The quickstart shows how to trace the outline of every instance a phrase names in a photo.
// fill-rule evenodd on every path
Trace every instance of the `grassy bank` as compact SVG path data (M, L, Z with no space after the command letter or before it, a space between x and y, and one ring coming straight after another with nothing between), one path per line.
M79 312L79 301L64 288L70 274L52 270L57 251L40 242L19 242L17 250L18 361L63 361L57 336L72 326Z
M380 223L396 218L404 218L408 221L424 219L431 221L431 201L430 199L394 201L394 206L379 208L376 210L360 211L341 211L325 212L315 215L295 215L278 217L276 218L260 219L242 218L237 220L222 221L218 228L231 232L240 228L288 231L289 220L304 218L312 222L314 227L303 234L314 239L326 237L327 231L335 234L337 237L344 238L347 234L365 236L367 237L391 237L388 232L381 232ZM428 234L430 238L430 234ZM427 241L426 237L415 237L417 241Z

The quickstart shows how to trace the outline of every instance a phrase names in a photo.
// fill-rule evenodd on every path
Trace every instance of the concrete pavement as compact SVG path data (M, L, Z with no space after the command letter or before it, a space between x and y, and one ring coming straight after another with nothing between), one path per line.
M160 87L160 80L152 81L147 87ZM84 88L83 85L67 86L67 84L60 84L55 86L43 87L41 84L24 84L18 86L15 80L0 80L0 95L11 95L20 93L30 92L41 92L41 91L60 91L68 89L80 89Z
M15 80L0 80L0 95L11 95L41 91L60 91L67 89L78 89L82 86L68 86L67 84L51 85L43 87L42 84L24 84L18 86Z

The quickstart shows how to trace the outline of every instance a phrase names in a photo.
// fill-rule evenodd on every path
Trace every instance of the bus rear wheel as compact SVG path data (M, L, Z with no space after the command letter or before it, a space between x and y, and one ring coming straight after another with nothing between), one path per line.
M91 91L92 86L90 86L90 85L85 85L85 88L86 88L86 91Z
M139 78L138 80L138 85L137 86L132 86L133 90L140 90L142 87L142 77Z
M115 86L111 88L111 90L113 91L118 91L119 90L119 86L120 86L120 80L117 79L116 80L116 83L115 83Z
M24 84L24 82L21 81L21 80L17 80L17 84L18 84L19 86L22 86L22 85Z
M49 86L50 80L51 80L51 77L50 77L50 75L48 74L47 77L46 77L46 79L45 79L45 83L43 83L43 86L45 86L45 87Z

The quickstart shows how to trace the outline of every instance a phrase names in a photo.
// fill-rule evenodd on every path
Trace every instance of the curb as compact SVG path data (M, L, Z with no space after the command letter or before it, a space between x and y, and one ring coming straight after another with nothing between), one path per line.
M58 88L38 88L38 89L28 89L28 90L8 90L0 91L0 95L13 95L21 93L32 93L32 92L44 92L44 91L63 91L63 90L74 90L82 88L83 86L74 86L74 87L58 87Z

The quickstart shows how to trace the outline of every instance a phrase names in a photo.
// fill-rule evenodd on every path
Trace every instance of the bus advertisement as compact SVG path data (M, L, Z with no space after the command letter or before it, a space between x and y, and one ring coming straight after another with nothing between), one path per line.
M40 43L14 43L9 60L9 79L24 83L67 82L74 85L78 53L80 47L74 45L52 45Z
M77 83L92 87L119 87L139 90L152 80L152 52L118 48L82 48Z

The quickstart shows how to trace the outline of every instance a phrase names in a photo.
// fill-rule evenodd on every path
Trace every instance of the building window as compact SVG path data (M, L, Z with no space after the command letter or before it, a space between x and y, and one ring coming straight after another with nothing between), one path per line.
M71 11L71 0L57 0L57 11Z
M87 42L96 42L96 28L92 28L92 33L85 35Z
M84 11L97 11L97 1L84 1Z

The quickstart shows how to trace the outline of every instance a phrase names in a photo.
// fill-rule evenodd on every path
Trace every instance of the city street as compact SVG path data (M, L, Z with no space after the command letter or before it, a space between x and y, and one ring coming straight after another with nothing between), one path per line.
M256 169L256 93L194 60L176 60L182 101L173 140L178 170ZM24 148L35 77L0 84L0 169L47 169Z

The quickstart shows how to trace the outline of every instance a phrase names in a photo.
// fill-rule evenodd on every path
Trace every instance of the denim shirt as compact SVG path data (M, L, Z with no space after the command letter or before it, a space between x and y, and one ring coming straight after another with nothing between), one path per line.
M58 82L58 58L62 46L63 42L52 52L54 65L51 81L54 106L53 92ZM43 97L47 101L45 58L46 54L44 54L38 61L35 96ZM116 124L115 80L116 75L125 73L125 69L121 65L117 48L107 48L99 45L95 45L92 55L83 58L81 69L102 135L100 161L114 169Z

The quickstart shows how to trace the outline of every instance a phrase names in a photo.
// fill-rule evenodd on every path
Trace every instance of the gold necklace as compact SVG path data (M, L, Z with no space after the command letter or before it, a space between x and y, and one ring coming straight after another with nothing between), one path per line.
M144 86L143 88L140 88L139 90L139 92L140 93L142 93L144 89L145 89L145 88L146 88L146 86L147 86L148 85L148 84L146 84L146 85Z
# # # # # # #
→ Aim of the exercise: Reproduce all of the records above, character for character.

→ Complete output:
The quickstart shows how to trace the outline of every instance a phrase names in a photo.
// fill-rule evenodd on every path
Trace every instance of the `grassy bank` as compact SVG path data (M, L, Z with no space after the command letter or before it, a space between x and y, and one ring coming straight after another with nothing between), one path per line.
M79 312L79 301L64 288L70 274L52 270L57 251L40 242L19 242L17 250L18 361L63 361L57 336L72 326Z
M380 223L396 218L404 218L408 221L424 219L431 221L431 201L430 199L394 201L394 206L379 208L376 210L360 211L341 211L325 212L315 215L295 215L278 217L276 218L260 219L242 218L237 220L222 221L218 228L231 232L240 228L288 231L289 220L304 218L312 222L314 227L303 234L314 239L326 237L327 231L335 234L337 237L344 238L347 234L365 236L367 237L391 237L388 232L381 232ZM428 234L430 238L430 234ZM427 241L426 237L415 237L417 241Z

The quickstart shows how to trace the outline of every instance a phrase names in a photo.
// fill-rule evenodd on every path
Trace every instance of the concrete pavement as compact SVG path data (M, L, Z with no space after the command letter or before it, a space between x and y, and one ring coming straight after another with nothing between), one path per line.
M160 87L160 80L152 81L147 87ZM84 88L83 85L67 86L67 84L60 84L55 86L43 87L41 84L24 84L18 86L15 80L0 80L0 95L11 95L20 93L30 92L41 92L41 91L60 91L68 89L80 89Z
M15 80L0 80L0 95L11 95L41 91L60 91L67 89L78 89L82 86L68 86L67 84L51 85L43 87L42 84L24 84L18 86Z

The quickstart shows how to trace the outline of every instance a phrase names in a photo.
// fill-rule evenodd on every path
Trace every instance of the bus rear wheel as compact SVG path data (M, L, Z with no space after the command letter or before it, a space between x and y, and one ring coming straight after another with nothing between), one path per line.
M91 91L92 86L90 86L90 85L85 85L85 88L86 88L86 91Z
M139 78L138 80L138 85L137 86L132 86L133 90L140 90L142 87L142 77Z
M115 86L111 88L111 90L113 91L118 91L119 90L119 86L120 86L120 80L117 79L116 80L116 83L115 83Z
M24 84L24 82L21 81L21 80L17 80L17 84L18 84L19 86L22 86L22 85Z
M49 86L50 80L51 80L51 77L50 77L50 75L48 74L47 77L46 77L46 79L45 79L45 83L43 83L43 86L45 86L45 87Z

The quickstart shows how to trace the outline of every instance a phrase names in a photo.
// fill-rule evenodd on every path
Trace every instance of the curb as compact SVG path data (M, L, Z with no space after the command letter or before it, a space between x and y, and one ring coming straight after another with nothing between), one path per line.
M58 88L38 88L38 89L28 89L28 90L8 90L0 91L0 95L13 95L21 93L32 93L32 92L44 92L44 91L63 91L63 90L74 90L82 88L83 86L74 86L74 87L58 87Z

The quickstart shows how to trace the outline of every instance a phrase names in a photo.
// fill-rule evenodd on every path
Trace every instance of the bus advertisement as compact SVG path data (M, L, Z with no space after the command letter or before it, a space between x and y, and one ring coming straight after another with nothing between), one path per line.
M40 43L14 43L9 60L9 79L24 83L67 82L74 85L78 53L80 47L74 45L52 45Z
M77 83L92 87L119 87L139 90L152 80L152 52L118 48L82 48Z

The quickstart shows how to trace the outline of every instance a phrase names in a photo.
// fill-rule evenodd on every path
Trace every instance of the building window as compact SVG path data (M, L, Z with no space after the command letter or before it, a space between x and y, and one ring coming straight after another with nothing between), one path per line.
M71 11L71 0L57 0L57 11Z
M87 42L96 42L96 28L92 28L92 33L85 35Z
M84 11L97 11L97 1L84 1Z

The quickstart shows how to trace the outline of every instance a phrase names in a photo.
// fill-rule evenodd on every path
Trace every instance of the city street as compact SVG path data (M, L, Z with no space after the command letter or before it, a space between x and y, and one ring coming straight after another with nothing between), one path per line.
M256 169L256 93L194 60L176 60L182 101L173 140L178 170ZM24 148L35 77L0 84L0 169L47 169Z

The quickstart shows how to trace the outline of every instance a phrase names in a photo.
// fill-rule evenodd on every path
Trace every instance of the denim shirt as compact SVG path data (M, L, Z with no space after the command letter or before it, a space between x and y, and one ring coming straight after another with nothing between), one path per line.
M58 82L58 58L62 46L63 42L52 52L54 65L51 81L54 106L53 92ZM43 97L47 101L45 58L46 54L44 54L38 61L35 96ZM116 124L115 80L116 75L125 73L125 69L121 65L117 48L107 48L99 45L95 45L92 55L83 58L81 69L102 135L100 161L114 169Z

The quickstart shows how to trace the outline of every instance a phrase names in a photo.
// fill-rule evenodd on every path
Trace every instance of the gold necklace as compact SVG path data (M, L, Z with no space after the command letter or before it, a space between x and y, and one ring coming straight after another with nothing between), one path per line.
M144 86L143 88L140 88L139 90L139 92L140 93L142 93L144 89L145 89L145 88L146 88L146 86L147 86L148 85L148 84L146 84L146 85Z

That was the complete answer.